[REQUIRED TASK] Can you arrange the records as a Markdown table with the columns Row and Text, numbering each line and leaving out blank ones? Begin with the line containing "[locate] the crane" and continue through the line containing "x=1161, y=110".

[RECORDS SUPPLIED]
+--
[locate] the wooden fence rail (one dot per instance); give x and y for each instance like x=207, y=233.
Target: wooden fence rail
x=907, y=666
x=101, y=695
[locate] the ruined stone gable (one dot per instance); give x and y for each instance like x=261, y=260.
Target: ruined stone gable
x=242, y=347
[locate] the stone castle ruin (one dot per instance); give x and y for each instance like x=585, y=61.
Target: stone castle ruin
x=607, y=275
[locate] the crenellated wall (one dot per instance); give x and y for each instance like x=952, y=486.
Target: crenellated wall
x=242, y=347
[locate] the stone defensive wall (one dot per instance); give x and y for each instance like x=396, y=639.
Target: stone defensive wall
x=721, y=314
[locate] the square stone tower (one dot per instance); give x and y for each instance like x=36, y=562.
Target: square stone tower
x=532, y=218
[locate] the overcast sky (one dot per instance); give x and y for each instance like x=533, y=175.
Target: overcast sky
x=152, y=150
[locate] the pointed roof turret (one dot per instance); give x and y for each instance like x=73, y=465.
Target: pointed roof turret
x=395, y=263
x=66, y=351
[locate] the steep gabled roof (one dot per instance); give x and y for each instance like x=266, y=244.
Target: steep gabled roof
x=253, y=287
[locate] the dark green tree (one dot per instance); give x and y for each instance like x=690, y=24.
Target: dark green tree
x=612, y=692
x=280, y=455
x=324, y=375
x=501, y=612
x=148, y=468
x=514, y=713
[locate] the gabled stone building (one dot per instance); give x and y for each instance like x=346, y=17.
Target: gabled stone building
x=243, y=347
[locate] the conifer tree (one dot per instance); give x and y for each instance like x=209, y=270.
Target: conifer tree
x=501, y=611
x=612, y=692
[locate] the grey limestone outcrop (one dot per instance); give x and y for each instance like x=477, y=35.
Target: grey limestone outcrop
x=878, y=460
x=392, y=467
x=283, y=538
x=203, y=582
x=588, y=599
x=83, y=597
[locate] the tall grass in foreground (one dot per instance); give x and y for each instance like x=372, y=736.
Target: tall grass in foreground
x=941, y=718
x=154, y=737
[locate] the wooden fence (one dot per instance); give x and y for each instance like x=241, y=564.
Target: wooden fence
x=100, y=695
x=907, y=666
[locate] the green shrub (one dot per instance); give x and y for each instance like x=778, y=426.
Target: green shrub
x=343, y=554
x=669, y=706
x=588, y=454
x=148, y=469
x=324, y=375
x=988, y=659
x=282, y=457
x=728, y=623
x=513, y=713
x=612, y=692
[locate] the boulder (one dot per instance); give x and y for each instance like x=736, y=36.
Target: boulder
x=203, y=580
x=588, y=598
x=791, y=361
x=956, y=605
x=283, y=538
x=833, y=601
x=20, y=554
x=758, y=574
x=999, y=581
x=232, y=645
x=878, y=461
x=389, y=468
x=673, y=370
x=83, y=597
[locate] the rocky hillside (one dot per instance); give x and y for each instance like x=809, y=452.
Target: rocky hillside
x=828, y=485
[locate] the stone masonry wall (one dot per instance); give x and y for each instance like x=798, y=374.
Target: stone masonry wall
+--
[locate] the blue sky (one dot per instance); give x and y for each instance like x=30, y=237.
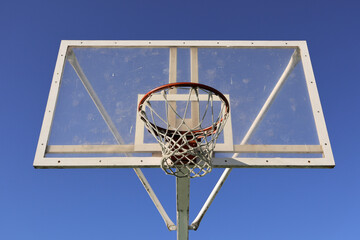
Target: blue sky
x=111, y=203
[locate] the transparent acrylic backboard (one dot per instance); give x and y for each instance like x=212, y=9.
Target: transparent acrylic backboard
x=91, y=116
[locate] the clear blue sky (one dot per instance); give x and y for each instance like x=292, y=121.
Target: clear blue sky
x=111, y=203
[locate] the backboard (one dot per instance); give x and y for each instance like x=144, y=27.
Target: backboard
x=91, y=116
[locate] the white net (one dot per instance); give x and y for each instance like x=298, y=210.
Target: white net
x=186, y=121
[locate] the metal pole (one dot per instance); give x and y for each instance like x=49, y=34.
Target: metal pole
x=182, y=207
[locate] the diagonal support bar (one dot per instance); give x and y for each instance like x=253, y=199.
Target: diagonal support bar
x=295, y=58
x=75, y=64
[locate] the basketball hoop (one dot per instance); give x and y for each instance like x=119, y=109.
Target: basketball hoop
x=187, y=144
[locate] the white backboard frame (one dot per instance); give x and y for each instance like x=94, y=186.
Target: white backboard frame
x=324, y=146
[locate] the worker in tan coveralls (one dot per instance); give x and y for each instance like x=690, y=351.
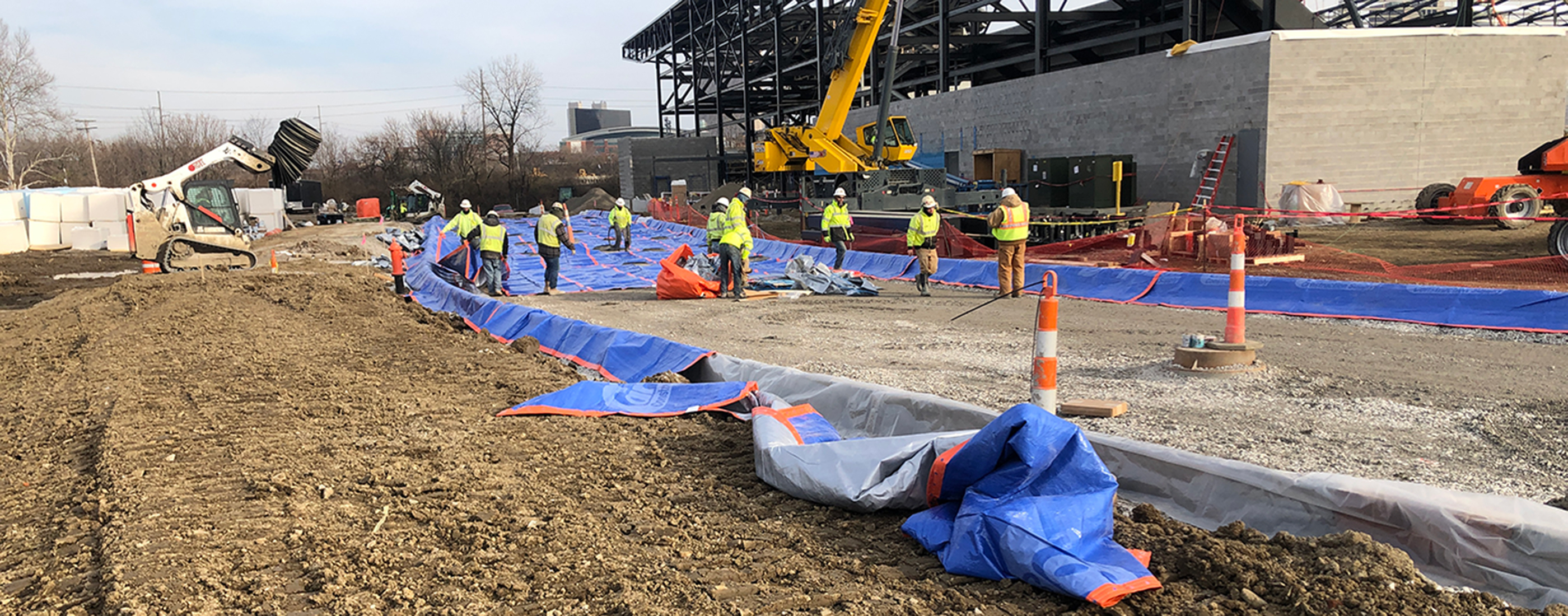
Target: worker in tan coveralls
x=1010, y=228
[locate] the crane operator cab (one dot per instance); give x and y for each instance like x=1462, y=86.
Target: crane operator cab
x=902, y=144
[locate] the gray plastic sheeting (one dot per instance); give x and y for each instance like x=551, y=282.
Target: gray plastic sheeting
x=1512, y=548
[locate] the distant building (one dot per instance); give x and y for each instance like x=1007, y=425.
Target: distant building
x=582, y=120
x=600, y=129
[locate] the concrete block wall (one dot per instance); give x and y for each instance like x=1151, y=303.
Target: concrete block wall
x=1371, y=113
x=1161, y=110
+--
[RESULT OF THE TASK]
| Row | Text |
|---|---|
| 1 | [locate] the crane operator cab (one dot per instance); give x and y for each instance like x=1462, y=86. |
| 2 | Target: crane operator cab |
| 3 | x=902, y=144 |
| 4 | [locate] the gray plastic sheeting (one dot per instance); give x and y for each instance like x=551, y=282. |
| 5 | Target: gray plastic sheeting |
| 6 | x=1512, y=548 |
| 7 | [locate] the distant building (one dot per instance); give x and y for each instance like x=1007, y=425. |
| 8 | Target: distant building |
| 9 | x=582, y=120 |
| 10 | x=600, y=129 |
| 11 | [locate] the concrete block wall (one dot per instance); give x and y for each instance like x=1151, y=303. |
| 12 | Target: concrete block wall |
| 13 | x=1371, y=113 |
| 14 | x=1161, y=110 |